What do the lines from the one containing "Could you identify the red tiled" through the end of the entries say? Quote them exactly, and only them.

* BEGIN DATASET CONTENT *

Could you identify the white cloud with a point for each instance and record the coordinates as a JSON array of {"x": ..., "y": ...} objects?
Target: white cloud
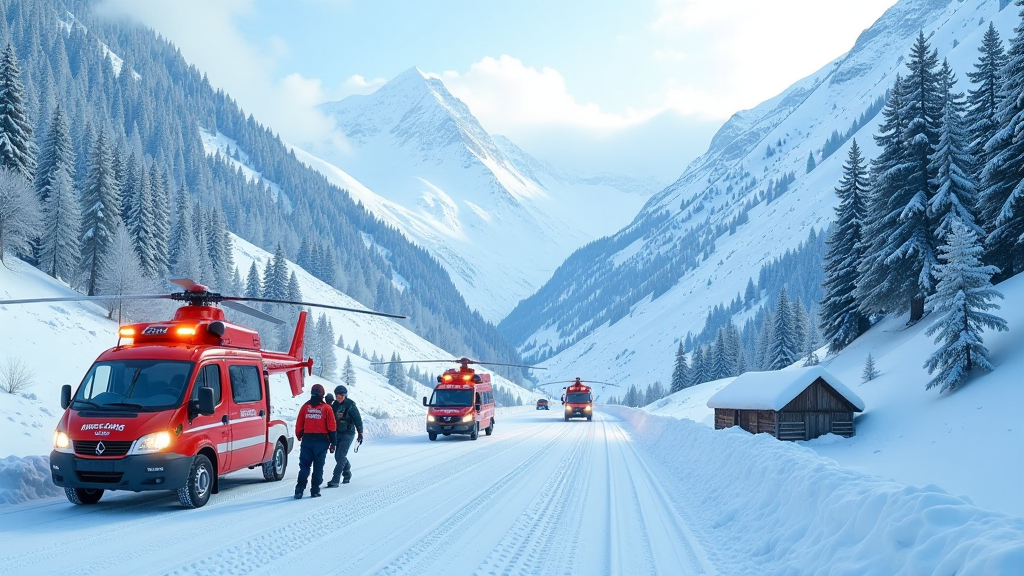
[
  {"x": 209, "y": 38},
  {"x": 740, "y": 52},
  {"x": 507, "y": 95}
]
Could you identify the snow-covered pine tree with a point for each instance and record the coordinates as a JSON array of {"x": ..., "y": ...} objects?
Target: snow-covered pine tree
[
  {"x": 161, "y": 222},
  {"x": 325, "y": 335},
  {"x": 877, "y": 286},
  {"x": 58, "y": 247},
  {"x": 681, "y": 371},
  {"x": 1001, "y": 198},
  {"x": 750, "y": 294},
  {"x": 348, "y": 372},
  {"x": 869, "y": 372},
  {"x": 182, "y": 229},
  {"x": 17, "y": 152},
  {"x": 841, "y": 317},
  {"x": 100, "y": 211},
  {"x": 294, "y": 293},
  {"x": 784, "y": 348},
  {"x": 141, "y": 215},
  {"x": 983, "y": 101},
  {"x": 19, "y": 213},
  {"x": 955, "y": 191},
  {"x": 121, "y": 274},
  {"x": 961, "y": 304},
  {"x": 913, "y": 241},
  {"x": 253, "y": 282}
]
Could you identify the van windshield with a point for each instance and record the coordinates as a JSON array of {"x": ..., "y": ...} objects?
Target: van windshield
[
  {"x": 134, "y": 384},
  {"x": 452, "y": 398}
]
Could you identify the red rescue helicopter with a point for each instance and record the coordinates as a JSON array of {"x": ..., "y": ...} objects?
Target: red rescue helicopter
[
  {"x": 177, "y": 404},
  {"x": 462, "y": 401},
  {"x": 579, "y": 398}
]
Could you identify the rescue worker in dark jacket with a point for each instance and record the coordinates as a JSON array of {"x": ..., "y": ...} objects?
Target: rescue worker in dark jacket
[
  {"x": 349, "y": 424},
  {"x": 315, "y": 427}
]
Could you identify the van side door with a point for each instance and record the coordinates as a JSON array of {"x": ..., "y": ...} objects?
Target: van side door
[
  {"x": 248, "y": 417},
  {"x": 212, "y": 426}
]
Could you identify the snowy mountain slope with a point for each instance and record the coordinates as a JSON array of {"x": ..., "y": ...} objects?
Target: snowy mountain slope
[
  {"x": 680, "y": 250},
  {"x": 499, "y": 220},
  {"x": 911, "y": 435},
  {"x": 76, "y": 333}
]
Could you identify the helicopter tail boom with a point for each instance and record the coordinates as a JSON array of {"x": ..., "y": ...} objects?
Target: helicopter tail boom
[{"x": 291, "y": 363}]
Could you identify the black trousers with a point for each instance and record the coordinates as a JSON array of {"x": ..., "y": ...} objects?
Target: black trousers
[
  {"x": 313, "y": 452},
  {"x": 342, "y": 464}
]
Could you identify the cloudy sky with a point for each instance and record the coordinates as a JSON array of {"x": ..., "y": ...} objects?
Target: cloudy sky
[{"x": 633, "y": 86}]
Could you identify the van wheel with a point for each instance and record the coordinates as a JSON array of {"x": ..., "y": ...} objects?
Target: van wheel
[
  {"x": 274, "y": 469},
  {"x": 196, "y": 492},
  {"x": 84, "y": 495}
]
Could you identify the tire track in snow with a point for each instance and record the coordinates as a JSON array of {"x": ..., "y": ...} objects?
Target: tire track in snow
[
  {"x": 528, "y": 544},
  {"x": 260, "y": 549},
  {"x": 417, "y": 558}
]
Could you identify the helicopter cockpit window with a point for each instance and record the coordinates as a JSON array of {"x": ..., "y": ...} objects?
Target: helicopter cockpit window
[
  {"x": 578, "y": 398},
  {"x": 134, "y": 384},
  {"x": 452, "y": 398}
]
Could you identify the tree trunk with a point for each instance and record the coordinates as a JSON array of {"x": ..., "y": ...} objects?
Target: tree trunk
[{"x": 916, "y": 309}]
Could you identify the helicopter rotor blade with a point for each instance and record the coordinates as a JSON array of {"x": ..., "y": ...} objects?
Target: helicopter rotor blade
[
  {"x": 103, "y": 298},
  {"x": 238, "y": 306},
  {"x": 185, "y": 283},
  {"x": 515, "y": 365},
  {"x": 329, "y": 306}
]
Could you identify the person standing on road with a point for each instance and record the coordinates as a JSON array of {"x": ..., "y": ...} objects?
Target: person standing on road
[
  {"x": 349, "y": 424},
  {"x": 315, "y": 428}
]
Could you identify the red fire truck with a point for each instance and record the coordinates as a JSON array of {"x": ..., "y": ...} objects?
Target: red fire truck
[
  {"x": 579, "y": 401},
  {"x": 463, "y": 402}
]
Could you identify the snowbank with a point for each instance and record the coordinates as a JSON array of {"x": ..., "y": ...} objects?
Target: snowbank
[
  {"x": 26, "y": 479},
  {"x": 773, "y": 507}
]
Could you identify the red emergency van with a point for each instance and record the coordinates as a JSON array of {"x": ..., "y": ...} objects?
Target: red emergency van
[
  {"x": 579, "y": 401},
  {"x": 174, "y": 407},
  {"x": 463, "y": 402}
]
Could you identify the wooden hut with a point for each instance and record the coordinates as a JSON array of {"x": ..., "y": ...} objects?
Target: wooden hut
[{"x": 793, "y": 404}]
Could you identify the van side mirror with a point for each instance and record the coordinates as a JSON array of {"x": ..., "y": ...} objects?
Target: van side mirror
[
  {"x": 206, "y": 405},
  {"x": 65, "y": 397}
]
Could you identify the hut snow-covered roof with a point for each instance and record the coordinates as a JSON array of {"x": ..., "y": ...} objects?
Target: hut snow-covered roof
[{"x": 772, "y": 391}]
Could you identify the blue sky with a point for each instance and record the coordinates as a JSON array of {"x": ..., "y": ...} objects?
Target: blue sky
[{"x": 633, "y": 86}]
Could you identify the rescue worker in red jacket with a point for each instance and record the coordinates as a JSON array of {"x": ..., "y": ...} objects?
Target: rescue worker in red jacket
[{"x": 315, "y": 428}]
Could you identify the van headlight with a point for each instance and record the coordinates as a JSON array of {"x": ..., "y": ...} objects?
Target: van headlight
[
  {"x": 152, "y": 443},
  {"x": 61, "y": 443}
]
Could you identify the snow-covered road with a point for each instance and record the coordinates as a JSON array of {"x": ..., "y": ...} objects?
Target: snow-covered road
[{"x": 540, "y": 496}]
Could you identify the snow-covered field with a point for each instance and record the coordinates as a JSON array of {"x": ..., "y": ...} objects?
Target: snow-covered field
[
  {"x": 969, "y": 442},
  {"x": 630, "y": 493}
]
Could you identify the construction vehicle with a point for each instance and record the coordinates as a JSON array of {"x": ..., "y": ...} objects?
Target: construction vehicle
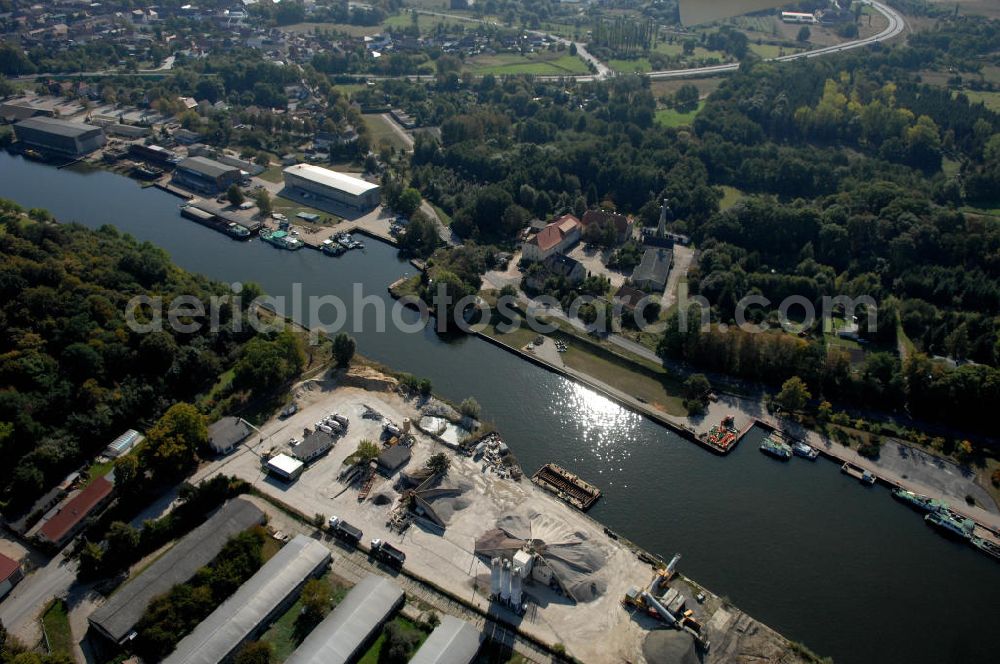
[
  {"x": 670, "y": 608},
  {"x": 387, "y": 553},
  {"x": 343, "y": 530}
]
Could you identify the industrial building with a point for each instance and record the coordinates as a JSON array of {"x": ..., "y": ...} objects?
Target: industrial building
[
  {"x": 225, "y": 434},
  {"x": 453, "y": 641},
  {"x": 254, "y": 604},
  {"x": 314, "y": 445},
  {"x": 285, "y": 467},
  {"x": 308, "y": 181},
  {"x": 59, "y": 137},
  {"x": 205, "y": 175},
  {"x": 68, "y": 520},
  {"x": 343, "y": 634},
  {"x": 392, "y": 459},
  {"x": 117, "y": 618}
]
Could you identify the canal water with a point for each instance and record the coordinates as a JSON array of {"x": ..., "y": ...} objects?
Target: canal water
[{"x": 809, "y": 551}]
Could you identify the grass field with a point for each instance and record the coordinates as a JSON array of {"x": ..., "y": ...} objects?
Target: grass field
[
  {"x": 669, "y": 117},
  {"x": 651, "y": 384},
  {"x": 540, "y": 64},
  {"x": 382, "y": 132},
  {"x": 56, "y": 623},
  {"x": 771, "y": 50},
  {"x": 730, "y": 196}
]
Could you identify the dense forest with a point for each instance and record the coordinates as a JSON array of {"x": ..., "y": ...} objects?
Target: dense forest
[
  {"x": 854, "y": 175},
  {"x": 74, "y": 375}
]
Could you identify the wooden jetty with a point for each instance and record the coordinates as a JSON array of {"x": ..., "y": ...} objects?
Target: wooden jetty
[{"x": 566, "y": 486}]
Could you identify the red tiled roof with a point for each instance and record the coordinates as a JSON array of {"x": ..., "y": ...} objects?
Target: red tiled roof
[
  {"x": 76, "y": 510},
  {"x": 554, "y": 233},
  {"x": 7, "y": 567}
]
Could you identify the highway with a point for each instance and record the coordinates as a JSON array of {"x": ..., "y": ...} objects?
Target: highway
[{"x": 897, "y": 24}]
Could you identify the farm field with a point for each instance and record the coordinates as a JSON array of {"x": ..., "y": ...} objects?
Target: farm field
[
  {"x": 670, "y": 117},
  {"x": 540, "y": 64}
]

* END DATASET CONTENT *

- _WORKED ANSWER_
Could you identify the red tiled roof with a point for each instance and record the coordinates as a JSON array of {"x": ..., "y": ...} objects?
Target: red tiled roof
[
  {"x": 76, "y": 510},
  {"x": 554, "y": 233},
  {"x": 7, "y": 567}
]
Could you identify the highway with a point for each instance and record the coordinates as a JSON array of {"x": ..., "y": ...} objects?
Target: highway
[{"x": 897, "y": 24}]
Could you identify the farm field with a point for each instance and record the coordinates as a JSON array of {"x": ..., "y": ...} objects?
Target: farm field
[
  {"x": 670, "y": 117},
  {"x": 540, "y": 64}
]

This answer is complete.